● **Provided records**

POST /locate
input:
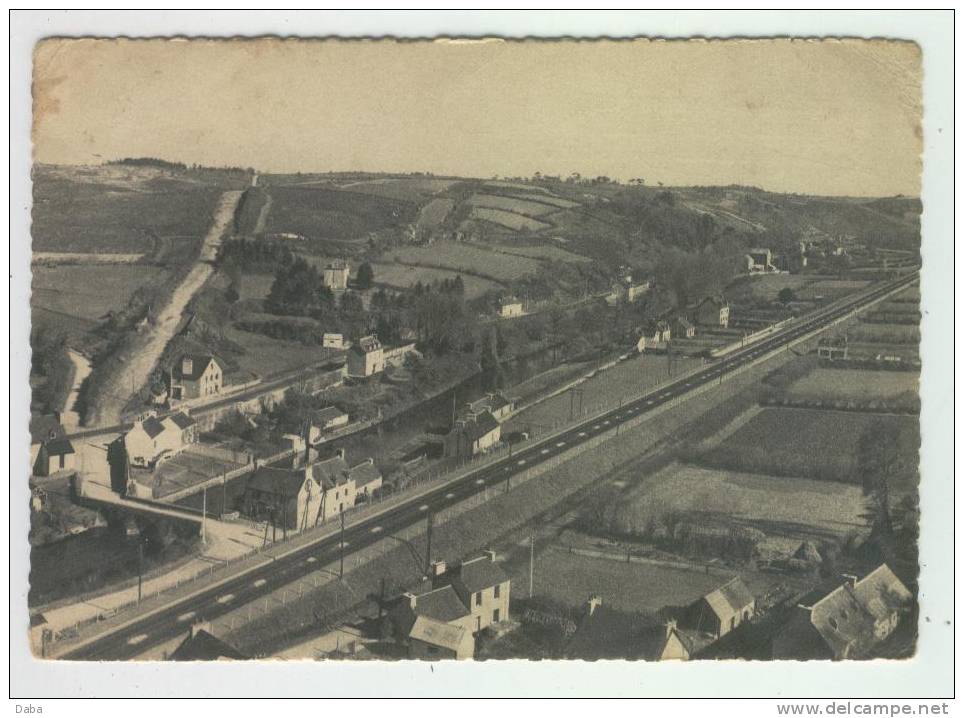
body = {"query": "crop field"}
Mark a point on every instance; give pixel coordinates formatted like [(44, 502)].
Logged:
[(434, 213), (86, 213), (805, 443), (853, 384), (787, 509), (626, 379), (255, 286), (266, 357), (539, 251), (510, 220), (830, 289), (333, 214), (89, 291), (402, 276), (467, 258), (511, 204), (572, 578), (408, 189)]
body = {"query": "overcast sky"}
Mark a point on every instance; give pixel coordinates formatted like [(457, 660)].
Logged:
[(835, 118)]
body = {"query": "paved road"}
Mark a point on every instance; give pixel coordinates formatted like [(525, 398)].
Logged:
[(168, 623)]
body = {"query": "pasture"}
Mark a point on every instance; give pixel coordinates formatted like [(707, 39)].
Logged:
[(511, 204), (332, 214), (787, 509), (510, 220), (89, 291), (466, 258), (572, 578), (825, 383), (401, 276), (104, 210), (434, 213), (809, 443)]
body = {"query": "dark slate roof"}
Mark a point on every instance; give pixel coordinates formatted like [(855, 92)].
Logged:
[(327, 414), (330, 472), (480, 573), (202, 646), (45, 428), (200, 363), (729, 598), (182, 420), (442, 604), (153, 426), (483, 424), (277, 481), (611, 634), (364, 474)]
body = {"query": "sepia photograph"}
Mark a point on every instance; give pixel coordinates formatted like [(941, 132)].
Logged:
[(349, 349)]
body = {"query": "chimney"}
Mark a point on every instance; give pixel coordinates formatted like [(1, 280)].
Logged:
[(199, 626), (594, 603)]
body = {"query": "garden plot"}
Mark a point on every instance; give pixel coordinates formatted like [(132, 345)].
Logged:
[(808, 443), (852, 384), (507, 219), (787, 509), (468, 259)]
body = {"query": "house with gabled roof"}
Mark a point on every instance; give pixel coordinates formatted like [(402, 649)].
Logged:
[(195, 376), (432, 640), (50, 449), (606, 633), (845, 621), (721, 610)]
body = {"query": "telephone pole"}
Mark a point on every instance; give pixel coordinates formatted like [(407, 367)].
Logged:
[(532, 561), (341, 558)]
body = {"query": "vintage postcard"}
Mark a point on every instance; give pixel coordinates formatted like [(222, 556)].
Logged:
[(381, 350)]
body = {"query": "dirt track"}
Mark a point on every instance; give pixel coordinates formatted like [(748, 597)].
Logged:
[(137, 360)]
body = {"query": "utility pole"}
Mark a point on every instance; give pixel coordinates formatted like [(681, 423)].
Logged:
[(532, 561), (428, 541), (140, 566), (341, 560)]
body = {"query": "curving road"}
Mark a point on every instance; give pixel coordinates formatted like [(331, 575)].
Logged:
[(166, 624)]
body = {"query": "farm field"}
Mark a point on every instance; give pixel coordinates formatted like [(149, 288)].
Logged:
[(266, 357), (830, 289), (571, 579), (626, 379), (511, 220), (122, 210), (787, 509), (468, 259), (807, 442), (434, 213), (515, 205), (539, 251), (401, 276), (89, 291), (409, 189), (824, 383), (333, 214)]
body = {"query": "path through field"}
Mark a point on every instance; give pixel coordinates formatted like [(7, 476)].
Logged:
[(69, 417), (136, 361)]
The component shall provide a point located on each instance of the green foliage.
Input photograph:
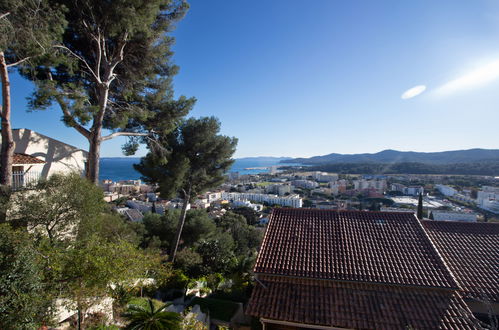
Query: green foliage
(144, 302)
(246, 238)
(151, 317)
(88, 266)
(23, 301)
(217, 253)
(197, 225)
(218, 309)
(30, 28)
(58, 206)
(190, 262)
(197, 160)
(110, 227)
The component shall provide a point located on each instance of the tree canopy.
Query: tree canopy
(196, 159)
(28, 29)
(113, 71)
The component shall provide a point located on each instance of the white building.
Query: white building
(413, 190)
(58, 157)
(446, 190)
(379, 185)
(37, 156)
(291, 200)
(307, 184)
(324, 177)
(279, 189)
(488, 199)
(453, 216)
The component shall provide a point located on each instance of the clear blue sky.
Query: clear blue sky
(305, 78)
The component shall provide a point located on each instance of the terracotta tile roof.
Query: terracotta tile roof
(26, 159)
(471, 251)
(380, 247)
(358, 305)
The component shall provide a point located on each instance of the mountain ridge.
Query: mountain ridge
(393, 156)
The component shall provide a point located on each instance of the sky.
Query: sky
(305, 78)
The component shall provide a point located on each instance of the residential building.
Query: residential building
(379, 185)
(26, 170)
(413, 190)
(488, 199)
(279, 189)
(57, 156)
(323, 269)
(471, 252)
(307, 184)
(453, 216)
(446, 190)
(324, 177)
(291, 200)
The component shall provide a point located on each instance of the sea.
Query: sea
(121, 168)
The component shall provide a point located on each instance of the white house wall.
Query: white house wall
(59, 157)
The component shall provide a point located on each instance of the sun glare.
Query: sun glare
(478, 77)
(412, 92)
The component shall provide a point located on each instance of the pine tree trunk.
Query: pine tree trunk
(180, 226)
(8, 146)
(95, 139)
(93, 160)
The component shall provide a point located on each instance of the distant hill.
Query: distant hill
(265, 159)
(394, 156)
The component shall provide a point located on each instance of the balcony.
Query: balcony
(23, 180)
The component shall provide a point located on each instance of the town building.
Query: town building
(413, 190)
(453, 216)
(488, 199)
(291, 200)
(322, 269)
(37, 156)
(446, 190)
(307, 184)
(58, 157)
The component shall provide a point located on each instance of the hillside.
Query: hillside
(394, 156)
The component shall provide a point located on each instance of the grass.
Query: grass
(219, 309)
(143, 302)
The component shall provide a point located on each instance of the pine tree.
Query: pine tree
(197, 159)
(113, 71)
(28, 28)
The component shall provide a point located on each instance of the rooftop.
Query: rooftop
(471, 251)
(375, 247)
(25, 159)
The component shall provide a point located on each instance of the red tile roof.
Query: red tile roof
(379, 247)
(471, 251)
(25, 159)
(358, 305)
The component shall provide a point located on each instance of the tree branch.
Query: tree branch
(64, 107)
(96, 77)
(18, 62)
(115, 134)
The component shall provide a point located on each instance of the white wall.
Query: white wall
(59, 157)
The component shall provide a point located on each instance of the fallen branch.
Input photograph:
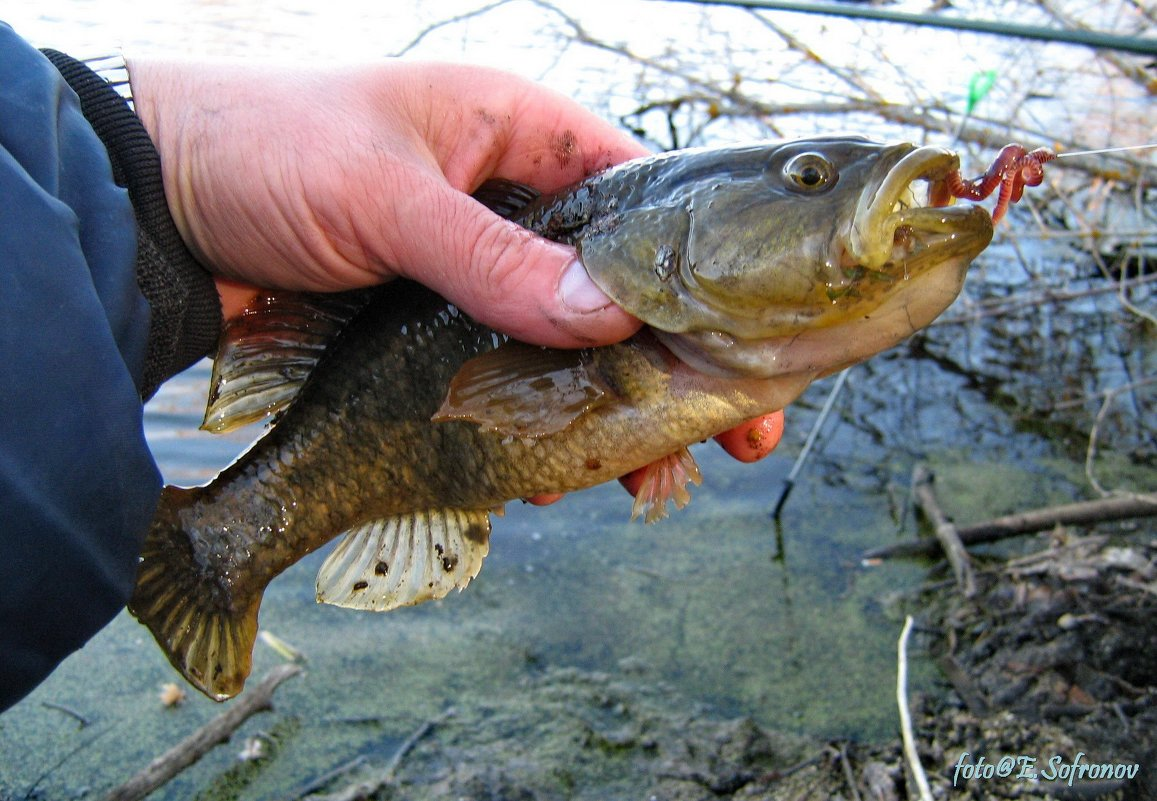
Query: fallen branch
(1084, 513)
(201, 741)
(901, 698)
(945, 531)
(369, 787)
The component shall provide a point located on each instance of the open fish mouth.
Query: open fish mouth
(896, 266)
(893, 225)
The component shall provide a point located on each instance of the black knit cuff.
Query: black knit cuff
(186, 311)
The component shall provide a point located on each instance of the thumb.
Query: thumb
(510, 279)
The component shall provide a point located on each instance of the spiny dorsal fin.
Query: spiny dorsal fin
(405, 560)
(505, 198)
(267, 352)
(522, 390)
(664, 480)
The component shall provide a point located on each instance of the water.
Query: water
(783, 625)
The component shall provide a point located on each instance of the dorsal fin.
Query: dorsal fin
(523, 390)
(505, 198)
(269, 351)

● **Work instructions**
Retype everything in the material word for word, minus pictures.

● **Solved problem**
POST /locate
input:
body = {"query": "crop field"}
Mark a point on every instance; give pixel coordinates formatted like [(44, 502)].
Logged:
[(434, 213), (86, 213), (805, 443), (853, 384), (787, 509), (626, 379), (255, 286), (266, 357), (539, 251), (510, 220), (830, 289), (333, 214), (89, 291), (402, 276), (467, 258), (511, 204), (572, 578), (408, 189)]
body = {"query": "overcast sky"}
Mark a point on every instance; give pixel coordinates formatted like [(457, 660)].
Logged:
[(835, 118)]
body = {"query": "paved road"}
Mark a point on every instance; give pixel coordinates formatted like [(525, 398)].
Logged:
[(168, 623)]
body = {"query": "pasture"}
Mark a point on every instance; give pixel coordinates formatted like [(707, 39)].
Logged:
[(511, 204), (332, 214), (787, 509), (510, 220), (89, 291), (466, 258), (572, 578), (825, 383), (401, 276), (104, 210), (434, 213), (809, 443)]
body = {"query": "dark slate roof"}
Mark a point on every instance; give pixel coordinates formatted like [(855, 92)].
Logged:
[(327, 414), (330, 472), (480, 573), (202, 646), (45, 428), (200, 363), (729, 598), (182, 420), (442, 604), (153, 426), (483, 424), (277, 481), (611, 634), (364, 474)]
body = {"query": "sepia photograph"}
Mark a point on every instance; give pixel coordinates formatted like [(941, 132)].
Logged:
[(349, 349)]
body = {"query": "chimney"}
Mark a point on every instance; give pixel coordinates formatted like [(1, 280)].
Logged:
[(199, 626), (594, 603)]
body = {"query": "garden plot"}
Mark a point on every instance; give pixel coordinates formatted like [(132, 345)].
Logged:
[(808, 443), (852, 384), (507, 219), (787, 509), (468, 259)]
body = {"query": "house with gabled roof"}
Mark a point on every instance; give pixel coordinates formatted like [(402, 649)].
Logged:
[(195, 376), (432, 640), (50, 449), (606, 633), (845, 621), (721, 610)]
body = {"query": "telephone pole"}
Mark a point on every instance; give pixel coordinates formatted like [(407, 367)].
Logged:
[(532, 561), (341, 558)]
body = {"query": "vintage postcard"}
Mark a point on every instance; give pixel coordinates formatted like [(222, 556)].
Logged:
[(381, 350)]
body = {"query": "dirt track"}
Mark a point on every instance; give pixel coordinates formatted like [(748, 597)].
Logged:
[(137, 360)]
body = {"query": "utility pole"}
Mark a point on every instance; give pixel coordinates formatted like [(681, 423)].
Logged:
[(532, 561), (428, 541), (140, 566), (341, 560)]
body = {"query": "curving road"}
Mark a point on every instance; give pixel coordinates formatted like [(331, 575)].
Logged:
[(166, 624)]
body = {"query": "farm field"}
Mark a point on every instance; give pixel coordinates formatted like [(149, 288)].
Logged:
[(266, 357), (830, 289), (571, 579), (626, 379), (511, 220), (122, 210), (787, 509), (468, 259), (807, 442), (434, 213), (515, 205), (539, 251), (401, 276), (89, 291), (409, 189), (824, 383), (333, 214)]
body = {"query": "path through field"}
Mark a point on every instance; give pixel coordinates formatted like [(7, 476)].
Logged:
[(69, 417), (136, 361)]
The component shall provide a point located on each instance of the green foliage.
Input photograph:
Query: green foliage
(144, 302)
(246, 238)
(151, 317)
(88, 266)
(23, 301)
(217, 253)
(197, 225)
(218, 309)
(30, 28)
(58, 206)
(190, 262)
(197, 160)
(110, 227)
The component shall provide a point located on each instance of the tree canopy.
Query: tree canopy
(196, 159)
(28, 29)
(113, 71)
The component shall provide a point located on each instance of the white building.
Query: white building
(413, 190)
(58, 157)
(446, 190)
(379, 185)
(37, 156)
(291, 200)
(307, 184)
(324, 177)
(279, 189)
(488, 199)
(453, 216)
The component shall provide a point located on each instance of the clear blue sky.
Query: clear blue sky
(305, 78)
The component shall provide a point located on each instance of the terracotta tile roof.
Query: terracotta tile roof
(26, 159)
(471, 251)
(380, 247)
(358, 305)
The component shall provide a point located on each instance of the mountain ridge.
Query: mountain ridge
(393, 156)
The component shall provide a point located on each instance of the sky.
Query: sky
(305, 78)
The component shall provide a point located on each instance of the residential building.
Query: residential building
(379, 185)
(26, 170)
(413, 190)
(488, 199)
(279, 189)
(57, 156)
(323, 269)
(471, 252)
(307, 184)
(453, 216)
(446, 190)
(324, 177)
(291, 200)
The component shall provide a point located on each instance of the sea.
Query: sea
(121, 168)
The component shall provide a point located on each instance of the white house wall.
Query: white house wall
(59, 157)
The component shall provide a point located on each instance of the sun glare.
Query: sun glare
(478, 77)
(412, 92)
The component shall provide a point located on each instance of the pine tree trunk.
Query: pine tree trunk
(180, 226)
(8, 146)
(95, 139)
(93, 160)
The component shall provide a point located on each instance of the distant hill.
Query: distant hill
(265, 159)
(394, 156)
The component shall provide a point located on each instance of the balcony.
Query: balcony
(23, 180)
The component shall provide a point located on each instance of the town building.
Query: town building
(413, 190)
(453, 216)
(488, 199)
(291, 200)
(322, 269)
(37, 156)
(446, 190)
(307, 184)
(58, 157)
The component shall provide a point located on each instance of the hillside.
Query: hillside
(394, 156)
The component shall provide a point located on each instance of the grass.
Query: grass
(219, 309)
(143, 302)
The component shall provide a point located on each instance of the pine tree.
Query: pine tree
(197, 159)
(113, 71)
(28, 28)
The component shall provide a point located on each instance of the rooftop.
Query: rooftop
(471, 251)
(375, 247)
(25, 159)
The component shall provide a point located on each instance of the red tile roof.
Query: red tile roof
(379, 247)
(471, 251)
(25, 159)
(358, 305)
The component shall provide a point located on each instance of the tree branch.
Query: tree branch
(64, 107)
(96, 77)
(18, 62)
(115, 134)
The component shall provide a point located on each instance of the white wall.
Query: white wall
(59, 157)
The component shall provide a point located on each instance of the fallen branch.
Input photograph:
Query: fallen branch
(1084, 513)
(201, 741)
(901, 698)
(945, 531)
(369, 787)
The component shall provide a point located on each instance of the open fish mouth.
Query: open fish mouth
(896, 266)
(893, 225)
The component shall provide a point located on each instance of the black knit cuff.
Query: black knit cuff
(186, 311)
The component shall provide a point located on each instance of the thumb.
Query: thumb
(510, 279)
The component shall provide a point located on each instance of the spiny dorsal fin.
Query: spiny dorsal fin
(405, 560)
(505, 198)
(267, 352)
(522, 390)
(664, 480)
The component shall provide a point located on each instance of the water.
Query: water
(783, 625)
The component shall provide a point located on each instance of the dorsal fin.
Query: dorsal fin
(523, 390)
(505, 198)
(269, 351)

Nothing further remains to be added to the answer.